▶ Tasks to complete
**a)** Do these statements agree with the passage on the Wikipedia list of deaths in 2021? Answer yes or no for each, and quote the words from the passage that decide it. (i) Yaphet Kotto was 81. (ii) Timur Faizutdinov died of complications from diabetes. (iii) Boston Harbor was a racehorse.
**b)** Carry on the passage on the Wikipedia list of deaths in 2021, starting after its last question.

───── Passage provided

First, I skimmed through the names and discovered only these which I had highlighted using Hypothes.is and then scraping them from the margins with the Hypothes.is extension called “Fetch”:
Deaths in 2021 – Wikipedia
– Ed Armbrister, 72, Bahamian baseball player (Cincinnati Reds), complications from diabetes.
– Timur Faizutdinov, 19, Russian ice hockey player (HC Dinamo Saint Petersburg), hit by puck.
– Yaphet Kotto, 81, American actor (Live and Let Die, Alien, Homicide: Life on the Street).
– Ehrling Wahlgren [sv], 74, Swedish weightlifter and reality television contestant (Expediton Robinson).
– Marvelous Marvin Hagler, 66, American Hall of Fame boxer, undisputed middleweight champion (1980–1987).
– Boston Harbor, 27, American Thoroughbred racehorse.
– Roger Mudd, 93, American broadcast journalist (Meet the Press, NBC Nightly News), complications from kidney failure.
Then I scribbled down these questions that arose in my head:
How many people die planetwide every year?
How many were judged worthy of notice in Wikipedia’s “Deaths in 2021:March”?
What does this say about our values as a culture?
What does this say about my values?

──────────
───── Listed entries

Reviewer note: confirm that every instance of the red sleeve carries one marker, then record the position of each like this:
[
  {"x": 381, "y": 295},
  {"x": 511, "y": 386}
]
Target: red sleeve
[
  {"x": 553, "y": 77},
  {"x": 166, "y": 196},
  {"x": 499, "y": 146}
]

──────────

▶ Solved tasks
**a)**
(i) Yes: "Yaphet Kotto, 81, American actor"
(ii) No: "Timur Faizutdinov, 19, Russian ice hockey player (HC Dinamo Saint Petersburg), hit by puck."
(iii) Yes: "Boston Harbor, 27, American Thoroughbred racehorse."

**b)**
Why did I pay attention to ones above? (Some were familiar to me, others were just bizarre like death by hockey puck.)
How many from COVID 19?
Finally, I began to wonder why I paid attention to some things in the original skim that I did and not to others like this one. I don’t understand how I missed it. Such an amazing book and life.
– Norton Juster, 91, American author (The Phantom Tollbooth, The Dot and the Line, The Hello, Goodbye Window), complications from a stroke.
Why don’t we published half-baked stuff more often as a way of sharing the raw, uncooked quotidien realities we all experience every day. Not every set of observations and curiosities needs to become a finished artifact, does it? No. It can stay raw if you like. Hell, it’s on a blog so who is ever going to see it. Maybe my student might like to see that noting the meta is actually a good thing, a fun path.